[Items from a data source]
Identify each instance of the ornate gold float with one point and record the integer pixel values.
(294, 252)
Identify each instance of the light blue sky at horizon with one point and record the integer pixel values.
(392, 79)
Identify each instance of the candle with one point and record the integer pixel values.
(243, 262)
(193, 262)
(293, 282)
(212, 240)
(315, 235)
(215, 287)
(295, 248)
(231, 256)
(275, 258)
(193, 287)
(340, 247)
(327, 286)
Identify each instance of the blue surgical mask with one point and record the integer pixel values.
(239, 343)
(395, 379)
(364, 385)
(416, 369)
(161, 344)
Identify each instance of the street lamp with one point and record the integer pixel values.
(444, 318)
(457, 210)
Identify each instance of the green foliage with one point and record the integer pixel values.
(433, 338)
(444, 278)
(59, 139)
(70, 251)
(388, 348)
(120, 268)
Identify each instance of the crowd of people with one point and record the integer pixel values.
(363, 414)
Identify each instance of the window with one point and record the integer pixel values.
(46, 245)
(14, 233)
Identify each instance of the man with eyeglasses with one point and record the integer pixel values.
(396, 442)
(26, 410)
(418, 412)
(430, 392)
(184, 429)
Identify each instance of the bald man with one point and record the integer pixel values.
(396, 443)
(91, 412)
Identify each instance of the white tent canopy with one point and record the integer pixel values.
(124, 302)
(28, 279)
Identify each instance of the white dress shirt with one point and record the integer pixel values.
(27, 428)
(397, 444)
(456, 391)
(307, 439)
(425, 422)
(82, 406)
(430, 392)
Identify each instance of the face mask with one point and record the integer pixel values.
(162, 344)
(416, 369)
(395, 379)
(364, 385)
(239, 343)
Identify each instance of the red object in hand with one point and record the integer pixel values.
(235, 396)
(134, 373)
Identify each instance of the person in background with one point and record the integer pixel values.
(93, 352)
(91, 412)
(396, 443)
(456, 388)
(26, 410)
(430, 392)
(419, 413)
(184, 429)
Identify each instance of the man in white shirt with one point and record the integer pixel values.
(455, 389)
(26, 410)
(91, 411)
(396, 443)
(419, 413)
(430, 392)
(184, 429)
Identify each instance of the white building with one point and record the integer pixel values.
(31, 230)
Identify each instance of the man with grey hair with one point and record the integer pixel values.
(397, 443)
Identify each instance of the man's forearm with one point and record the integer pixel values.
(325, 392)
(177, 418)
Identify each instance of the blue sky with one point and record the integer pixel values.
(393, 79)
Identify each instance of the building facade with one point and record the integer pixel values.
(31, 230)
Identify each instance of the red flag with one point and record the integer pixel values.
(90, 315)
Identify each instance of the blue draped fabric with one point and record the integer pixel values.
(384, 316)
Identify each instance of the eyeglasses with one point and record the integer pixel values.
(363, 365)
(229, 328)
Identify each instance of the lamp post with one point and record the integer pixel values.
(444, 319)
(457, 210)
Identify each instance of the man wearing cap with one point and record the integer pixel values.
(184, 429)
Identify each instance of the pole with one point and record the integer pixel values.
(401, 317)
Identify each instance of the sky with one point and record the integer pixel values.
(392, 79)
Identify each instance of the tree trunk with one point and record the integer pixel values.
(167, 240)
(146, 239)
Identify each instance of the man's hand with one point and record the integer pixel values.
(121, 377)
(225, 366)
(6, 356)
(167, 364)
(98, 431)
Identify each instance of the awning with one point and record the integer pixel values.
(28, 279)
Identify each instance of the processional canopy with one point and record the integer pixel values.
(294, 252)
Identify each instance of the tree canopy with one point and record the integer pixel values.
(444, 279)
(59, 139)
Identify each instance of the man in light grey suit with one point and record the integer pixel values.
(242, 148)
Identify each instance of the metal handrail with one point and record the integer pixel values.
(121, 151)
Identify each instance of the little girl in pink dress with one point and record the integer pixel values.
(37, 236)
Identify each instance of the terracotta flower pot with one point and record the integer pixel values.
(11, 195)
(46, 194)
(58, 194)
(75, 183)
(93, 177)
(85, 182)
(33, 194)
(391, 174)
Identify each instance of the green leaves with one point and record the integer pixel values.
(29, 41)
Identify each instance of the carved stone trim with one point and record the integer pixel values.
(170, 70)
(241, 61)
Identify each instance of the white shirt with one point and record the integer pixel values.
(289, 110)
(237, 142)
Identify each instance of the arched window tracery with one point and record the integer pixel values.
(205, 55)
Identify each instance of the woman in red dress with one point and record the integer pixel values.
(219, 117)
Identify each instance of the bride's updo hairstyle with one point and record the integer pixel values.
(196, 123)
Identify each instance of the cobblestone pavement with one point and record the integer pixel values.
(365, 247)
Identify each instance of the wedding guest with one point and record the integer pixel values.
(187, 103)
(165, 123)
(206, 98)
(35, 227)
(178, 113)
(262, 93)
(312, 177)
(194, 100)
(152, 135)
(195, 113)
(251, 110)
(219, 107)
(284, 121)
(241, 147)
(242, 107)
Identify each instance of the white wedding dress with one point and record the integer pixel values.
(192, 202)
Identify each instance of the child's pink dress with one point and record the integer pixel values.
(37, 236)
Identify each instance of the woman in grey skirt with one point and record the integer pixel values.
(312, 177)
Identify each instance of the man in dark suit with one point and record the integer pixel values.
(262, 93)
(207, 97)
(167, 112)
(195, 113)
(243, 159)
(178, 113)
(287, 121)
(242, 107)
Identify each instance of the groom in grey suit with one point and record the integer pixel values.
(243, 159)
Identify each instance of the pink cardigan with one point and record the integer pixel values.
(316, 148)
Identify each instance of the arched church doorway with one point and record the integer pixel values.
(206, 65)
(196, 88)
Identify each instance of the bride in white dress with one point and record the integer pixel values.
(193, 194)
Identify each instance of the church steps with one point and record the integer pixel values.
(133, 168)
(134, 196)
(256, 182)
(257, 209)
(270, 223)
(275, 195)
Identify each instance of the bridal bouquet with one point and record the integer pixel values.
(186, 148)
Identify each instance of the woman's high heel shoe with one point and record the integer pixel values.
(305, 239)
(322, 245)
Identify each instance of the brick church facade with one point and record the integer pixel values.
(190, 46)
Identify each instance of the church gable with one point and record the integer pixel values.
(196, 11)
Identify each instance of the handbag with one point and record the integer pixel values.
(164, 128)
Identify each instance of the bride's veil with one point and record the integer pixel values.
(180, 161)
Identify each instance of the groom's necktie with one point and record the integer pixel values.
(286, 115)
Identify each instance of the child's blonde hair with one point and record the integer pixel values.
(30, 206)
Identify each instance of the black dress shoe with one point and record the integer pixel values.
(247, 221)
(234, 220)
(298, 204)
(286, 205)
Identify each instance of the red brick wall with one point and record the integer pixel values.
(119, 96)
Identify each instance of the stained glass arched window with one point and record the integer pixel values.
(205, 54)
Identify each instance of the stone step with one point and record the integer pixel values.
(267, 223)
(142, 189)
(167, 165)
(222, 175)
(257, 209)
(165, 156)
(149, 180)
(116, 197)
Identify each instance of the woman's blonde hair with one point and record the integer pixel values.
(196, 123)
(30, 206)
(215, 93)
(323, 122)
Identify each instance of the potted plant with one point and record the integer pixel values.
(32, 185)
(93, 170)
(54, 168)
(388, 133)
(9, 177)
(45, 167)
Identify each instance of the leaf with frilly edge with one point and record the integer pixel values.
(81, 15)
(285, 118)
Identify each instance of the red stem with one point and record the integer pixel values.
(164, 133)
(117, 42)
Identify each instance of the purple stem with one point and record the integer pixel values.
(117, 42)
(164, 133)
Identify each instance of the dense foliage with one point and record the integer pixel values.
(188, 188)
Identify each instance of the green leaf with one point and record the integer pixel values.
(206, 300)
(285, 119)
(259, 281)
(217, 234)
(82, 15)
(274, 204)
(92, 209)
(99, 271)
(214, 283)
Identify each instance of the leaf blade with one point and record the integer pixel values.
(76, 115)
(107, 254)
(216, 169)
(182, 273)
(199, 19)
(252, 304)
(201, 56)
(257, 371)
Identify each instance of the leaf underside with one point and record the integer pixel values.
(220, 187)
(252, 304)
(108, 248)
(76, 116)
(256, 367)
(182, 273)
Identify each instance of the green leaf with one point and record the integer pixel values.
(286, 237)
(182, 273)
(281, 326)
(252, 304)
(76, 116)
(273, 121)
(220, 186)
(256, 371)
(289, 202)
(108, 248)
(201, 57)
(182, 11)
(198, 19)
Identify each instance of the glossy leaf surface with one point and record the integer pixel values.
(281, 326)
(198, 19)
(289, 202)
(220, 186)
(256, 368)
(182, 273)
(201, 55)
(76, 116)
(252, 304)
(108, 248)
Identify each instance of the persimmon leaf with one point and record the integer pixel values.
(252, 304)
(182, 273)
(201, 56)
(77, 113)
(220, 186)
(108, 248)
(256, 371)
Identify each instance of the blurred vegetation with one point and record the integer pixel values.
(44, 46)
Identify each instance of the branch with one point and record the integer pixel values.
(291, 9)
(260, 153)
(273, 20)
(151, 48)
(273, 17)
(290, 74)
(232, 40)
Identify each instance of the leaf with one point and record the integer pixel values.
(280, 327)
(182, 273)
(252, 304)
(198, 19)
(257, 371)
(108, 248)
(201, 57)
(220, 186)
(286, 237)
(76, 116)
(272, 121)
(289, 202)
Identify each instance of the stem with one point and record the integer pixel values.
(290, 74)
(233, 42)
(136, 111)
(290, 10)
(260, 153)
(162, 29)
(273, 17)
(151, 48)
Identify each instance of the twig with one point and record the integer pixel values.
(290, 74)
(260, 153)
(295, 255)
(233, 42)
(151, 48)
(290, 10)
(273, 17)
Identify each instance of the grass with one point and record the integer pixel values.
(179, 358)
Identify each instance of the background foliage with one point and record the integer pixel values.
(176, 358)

- Stated exercise
Copy exactly the lines of the listing above, beginning at the line with "Identify each instance of the blurred" and ending at its final line; write out nothing else.

- Task solution
Identify each instance of the blurred vegetation with one point and record the integer pixel values.
(44, 46)
Identify each instance of the branch with one point and record the integer pixel values.
(291, 9)
(260, 153)
(273, 20)
(151, 48)
(273, 17)
(290, 74)
(232, 40)
Identify each instance of the leaf with one point and record the integer pixel values.
(280, 327)
(182, 273)
(252, 304)
(198, 19)
(257, 371)
(108, 248)
(201, 57)
(220, 186)
(286, 237)
(76, 116)
(272, 121)
(289, 202)
Identify each instance of the stem with one point and record the integer pixel values.
(290, 74)
(233, 42)
(136, 111)
(290, 10)
(260, 153)
(162, 29)
(273, 17)
(151, 48)
Identify each instance of the twig with one point and record the integer pixel values.
(290, 74)
(260, 153)
(295, 255)
(233, 42)
(151, 48)
(290, 10)
(273, 17)
Identify each instance of the grass with one point and record the integer pixel values.
(179, 358)
Identify each instance of the background foliage with one point and record the integer pixel values.
(176, 358)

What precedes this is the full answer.